***** ENTRIES PROVIDED *****

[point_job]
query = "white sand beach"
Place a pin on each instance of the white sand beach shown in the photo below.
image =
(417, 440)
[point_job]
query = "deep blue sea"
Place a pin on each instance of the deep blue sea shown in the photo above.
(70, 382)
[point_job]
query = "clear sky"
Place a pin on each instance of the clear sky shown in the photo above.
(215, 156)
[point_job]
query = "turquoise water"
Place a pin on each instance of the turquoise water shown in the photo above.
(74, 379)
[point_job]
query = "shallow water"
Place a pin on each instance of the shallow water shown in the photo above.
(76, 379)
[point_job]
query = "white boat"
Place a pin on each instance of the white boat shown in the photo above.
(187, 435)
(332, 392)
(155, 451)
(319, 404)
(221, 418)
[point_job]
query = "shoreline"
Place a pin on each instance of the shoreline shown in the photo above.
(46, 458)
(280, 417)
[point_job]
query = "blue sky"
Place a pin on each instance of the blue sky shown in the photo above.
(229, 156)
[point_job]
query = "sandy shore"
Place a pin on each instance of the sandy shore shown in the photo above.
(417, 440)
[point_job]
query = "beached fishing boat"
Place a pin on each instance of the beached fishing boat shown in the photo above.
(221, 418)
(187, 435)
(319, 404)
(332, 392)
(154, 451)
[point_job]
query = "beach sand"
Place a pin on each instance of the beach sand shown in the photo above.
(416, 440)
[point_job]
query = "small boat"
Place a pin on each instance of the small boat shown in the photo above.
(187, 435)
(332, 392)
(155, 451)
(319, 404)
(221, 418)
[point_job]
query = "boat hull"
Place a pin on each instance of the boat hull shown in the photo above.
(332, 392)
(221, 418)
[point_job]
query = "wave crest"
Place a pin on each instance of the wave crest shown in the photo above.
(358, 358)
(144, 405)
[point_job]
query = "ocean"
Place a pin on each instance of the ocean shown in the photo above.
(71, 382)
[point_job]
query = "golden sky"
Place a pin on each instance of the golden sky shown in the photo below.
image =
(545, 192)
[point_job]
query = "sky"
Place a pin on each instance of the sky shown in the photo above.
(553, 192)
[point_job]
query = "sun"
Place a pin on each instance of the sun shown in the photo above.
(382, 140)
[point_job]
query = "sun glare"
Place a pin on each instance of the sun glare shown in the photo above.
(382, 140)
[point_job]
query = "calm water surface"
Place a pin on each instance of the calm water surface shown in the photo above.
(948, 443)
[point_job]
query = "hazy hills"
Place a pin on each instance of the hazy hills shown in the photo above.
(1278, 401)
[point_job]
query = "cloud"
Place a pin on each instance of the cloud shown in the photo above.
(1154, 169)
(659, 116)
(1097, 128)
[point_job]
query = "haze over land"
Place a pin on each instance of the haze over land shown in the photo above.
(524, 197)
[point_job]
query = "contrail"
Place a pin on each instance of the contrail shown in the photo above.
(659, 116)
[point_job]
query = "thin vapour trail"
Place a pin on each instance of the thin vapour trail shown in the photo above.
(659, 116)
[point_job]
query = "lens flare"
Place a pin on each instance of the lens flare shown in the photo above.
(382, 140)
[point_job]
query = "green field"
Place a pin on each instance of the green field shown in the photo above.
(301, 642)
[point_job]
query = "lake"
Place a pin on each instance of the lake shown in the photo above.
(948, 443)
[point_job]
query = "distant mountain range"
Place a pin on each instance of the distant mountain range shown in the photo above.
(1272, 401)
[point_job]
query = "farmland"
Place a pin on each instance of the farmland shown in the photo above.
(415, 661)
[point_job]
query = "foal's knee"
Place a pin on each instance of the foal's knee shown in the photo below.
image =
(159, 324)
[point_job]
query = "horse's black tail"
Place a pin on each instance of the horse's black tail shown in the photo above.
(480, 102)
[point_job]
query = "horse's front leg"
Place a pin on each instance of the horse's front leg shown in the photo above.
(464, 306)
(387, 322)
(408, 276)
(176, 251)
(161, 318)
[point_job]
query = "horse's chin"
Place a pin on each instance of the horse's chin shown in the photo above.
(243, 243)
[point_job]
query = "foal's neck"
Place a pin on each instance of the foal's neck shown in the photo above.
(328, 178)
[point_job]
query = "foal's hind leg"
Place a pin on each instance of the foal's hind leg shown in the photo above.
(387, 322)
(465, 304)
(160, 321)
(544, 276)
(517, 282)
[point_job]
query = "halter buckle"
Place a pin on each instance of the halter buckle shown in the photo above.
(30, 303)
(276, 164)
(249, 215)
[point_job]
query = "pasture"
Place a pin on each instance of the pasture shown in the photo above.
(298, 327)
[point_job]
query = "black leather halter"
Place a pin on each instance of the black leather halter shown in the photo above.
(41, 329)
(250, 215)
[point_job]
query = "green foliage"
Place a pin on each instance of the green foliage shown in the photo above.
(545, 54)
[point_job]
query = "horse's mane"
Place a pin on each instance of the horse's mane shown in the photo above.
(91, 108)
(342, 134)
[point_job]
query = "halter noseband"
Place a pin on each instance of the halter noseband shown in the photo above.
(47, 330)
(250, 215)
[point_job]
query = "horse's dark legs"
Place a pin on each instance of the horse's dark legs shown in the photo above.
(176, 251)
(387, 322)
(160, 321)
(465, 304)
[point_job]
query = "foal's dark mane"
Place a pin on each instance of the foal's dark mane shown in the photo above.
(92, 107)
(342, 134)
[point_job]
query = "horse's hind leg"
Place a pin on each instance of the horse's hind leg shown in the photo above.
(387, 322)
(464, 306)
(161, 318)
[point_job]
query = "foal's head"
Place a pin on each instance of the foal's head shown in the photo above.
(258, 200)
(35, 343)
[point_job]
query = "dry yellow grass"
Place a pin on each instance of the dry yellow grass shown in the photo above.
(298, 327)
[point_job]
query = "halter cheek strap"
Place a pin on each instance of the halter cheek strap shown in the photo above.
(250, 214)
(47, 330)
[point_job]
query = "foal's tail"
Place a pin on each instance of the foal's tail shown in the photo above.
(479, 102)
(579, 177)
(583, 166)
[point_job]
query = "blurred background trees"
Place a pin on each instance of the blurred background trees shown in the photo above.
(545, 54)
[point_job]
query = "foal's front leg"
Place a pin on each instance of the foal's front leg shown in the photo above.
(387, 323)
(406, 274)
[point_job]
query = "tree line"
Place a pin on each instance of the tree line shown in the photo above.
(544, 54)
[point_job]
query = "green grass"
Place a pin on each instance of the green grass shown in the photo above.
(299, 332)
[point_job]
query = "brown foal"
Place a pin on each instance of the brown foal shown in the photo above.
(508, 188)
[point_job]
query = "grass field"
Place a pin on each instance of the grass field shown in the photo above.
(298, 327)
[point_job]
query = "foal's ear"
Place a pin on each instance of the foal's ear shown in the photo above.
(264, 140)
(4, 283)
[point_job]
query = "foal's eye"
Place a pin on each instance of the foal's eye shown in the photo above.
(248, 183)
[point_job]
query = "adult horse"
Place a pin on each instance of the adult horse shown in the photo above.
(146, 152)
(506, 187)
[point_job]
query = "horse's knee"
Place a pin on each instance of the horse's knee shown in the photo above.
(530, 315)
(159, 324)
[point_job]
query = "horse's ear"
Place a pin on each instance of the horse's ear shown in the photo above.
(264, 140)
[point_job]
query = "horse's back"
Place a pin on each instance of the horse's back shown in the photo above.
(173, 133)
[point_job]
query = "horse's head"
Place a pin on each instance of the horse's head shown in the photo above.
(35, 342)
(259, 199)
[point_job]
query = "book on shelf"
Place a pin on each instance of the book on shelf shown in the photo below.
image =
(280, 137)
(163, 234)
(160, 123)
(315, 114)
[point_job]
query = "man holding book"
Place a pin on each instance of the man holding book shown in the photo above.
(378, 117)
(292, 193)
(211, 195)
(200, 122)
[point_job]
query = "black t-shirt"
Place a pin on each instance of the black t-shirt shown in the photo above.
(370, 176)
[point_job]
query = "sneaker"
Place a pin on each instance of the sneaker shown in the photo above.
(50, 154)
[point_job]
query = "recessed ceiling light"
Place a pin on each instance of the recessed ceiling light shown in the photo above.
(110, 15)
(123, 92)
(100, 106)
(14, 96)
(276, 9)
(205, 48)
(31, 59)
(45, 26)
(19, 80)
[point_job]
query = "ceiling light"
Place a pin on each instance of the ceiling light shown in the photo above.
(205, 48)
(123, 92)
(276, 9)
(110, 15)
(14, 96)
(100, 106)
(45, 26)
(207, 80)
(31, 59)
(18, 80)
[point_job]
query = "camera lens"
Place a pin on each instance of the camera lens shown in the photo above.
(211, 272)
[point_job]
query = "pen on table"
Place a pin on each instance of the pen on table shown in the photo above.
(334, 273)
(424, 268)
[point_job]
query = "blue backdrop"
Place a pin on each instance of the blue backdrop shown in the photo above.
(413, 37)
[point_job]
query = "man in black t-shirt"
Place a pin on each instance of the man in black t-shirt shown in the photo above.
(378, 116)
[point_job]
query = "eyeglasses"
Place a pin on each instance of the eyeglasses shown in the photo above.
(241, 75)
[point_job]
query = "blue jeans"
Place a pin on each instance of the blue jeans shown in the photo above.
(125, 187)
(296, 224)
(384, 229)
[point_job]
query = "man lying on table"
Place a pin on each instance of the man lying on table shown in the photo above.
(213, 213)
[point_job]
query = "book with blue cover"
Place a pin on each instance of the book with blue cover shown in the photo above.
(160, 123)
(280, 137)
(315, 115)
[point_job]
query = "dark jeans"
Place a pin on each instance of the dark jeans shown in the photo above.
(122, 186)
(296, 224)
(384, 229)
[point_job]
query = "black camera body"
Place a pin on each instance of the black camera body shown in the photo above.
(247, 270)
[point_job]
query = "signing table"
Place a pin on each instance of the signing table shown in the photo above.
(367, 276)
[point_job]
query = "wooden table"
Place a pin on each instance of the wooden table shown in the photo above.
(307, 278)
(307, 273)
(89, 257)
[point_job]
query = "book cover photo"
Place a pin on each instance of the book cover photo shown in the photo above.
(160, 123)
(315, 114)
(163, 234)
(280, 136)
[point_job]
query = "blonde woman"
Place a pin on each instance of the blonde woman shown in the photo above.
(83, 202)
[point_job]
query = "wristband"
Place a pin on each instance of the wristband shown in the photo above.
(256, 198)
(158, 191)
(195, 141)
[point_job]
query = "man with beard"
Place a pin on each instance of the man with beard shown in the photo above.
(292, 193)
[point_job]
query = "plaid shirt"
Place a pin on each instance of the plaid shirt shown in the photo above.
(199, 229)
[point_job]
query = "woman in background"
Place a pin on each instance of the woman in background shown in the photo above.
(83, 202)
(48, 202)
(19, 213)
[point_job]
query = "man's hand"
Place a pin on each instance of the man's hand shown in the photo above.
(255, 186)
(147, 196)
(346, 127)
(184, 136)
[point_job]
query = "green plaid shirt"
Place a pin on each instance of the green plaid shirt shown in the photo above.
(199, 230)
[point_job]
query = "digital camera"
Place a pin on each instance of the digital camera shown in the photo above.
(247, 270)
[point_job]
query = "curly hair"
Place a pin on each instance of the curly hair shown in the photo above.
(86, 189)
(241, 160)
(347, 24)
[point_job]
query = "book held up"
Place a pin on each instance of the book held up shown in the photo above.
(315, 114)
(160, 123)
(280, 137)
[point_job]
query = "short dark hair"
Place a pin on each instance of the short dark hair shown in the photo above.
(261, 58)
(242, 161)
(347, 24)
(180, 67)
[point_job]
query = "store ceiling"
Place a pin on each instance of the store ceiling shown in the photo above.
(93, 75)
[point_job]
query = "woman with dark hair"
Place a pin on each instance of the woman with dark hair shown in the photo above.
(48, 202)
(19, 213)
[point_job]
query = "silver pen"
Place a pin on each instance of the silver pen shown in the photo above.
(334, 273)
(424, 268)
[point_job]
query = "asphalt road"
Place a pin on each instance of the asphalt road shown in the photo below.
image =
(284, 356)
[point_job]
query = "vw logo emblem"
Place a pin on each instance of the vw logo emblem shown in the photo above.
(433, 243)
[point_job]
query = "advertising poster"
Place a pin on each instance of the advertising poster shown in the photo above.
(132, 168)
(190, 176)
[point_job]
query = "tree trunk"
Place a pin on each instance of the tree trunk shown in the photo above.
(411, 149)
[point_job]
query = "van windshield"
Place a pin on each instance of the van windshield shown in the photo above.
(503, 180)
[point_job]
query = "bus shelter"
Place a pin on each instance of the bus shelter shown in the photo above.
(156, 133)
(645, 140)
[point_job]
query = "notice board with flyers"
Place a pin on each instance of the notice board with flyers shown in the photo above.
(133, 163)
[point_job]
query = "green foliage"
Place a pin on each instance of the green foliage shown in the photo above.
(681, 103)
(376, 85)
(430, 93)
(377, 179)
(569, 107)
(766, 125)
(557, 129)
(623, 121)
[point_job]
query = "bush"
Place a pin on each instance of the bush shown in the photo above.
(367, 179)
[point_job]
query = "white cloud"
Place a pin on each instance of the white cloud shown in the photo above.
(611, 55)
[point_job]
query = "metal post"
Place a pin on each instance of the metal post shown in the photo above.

*****

WHAT YOU WILL DO: The lines in the listing that include the word "shelf" are to be counted; give only that number.

RESULT OF THIS TASK: 2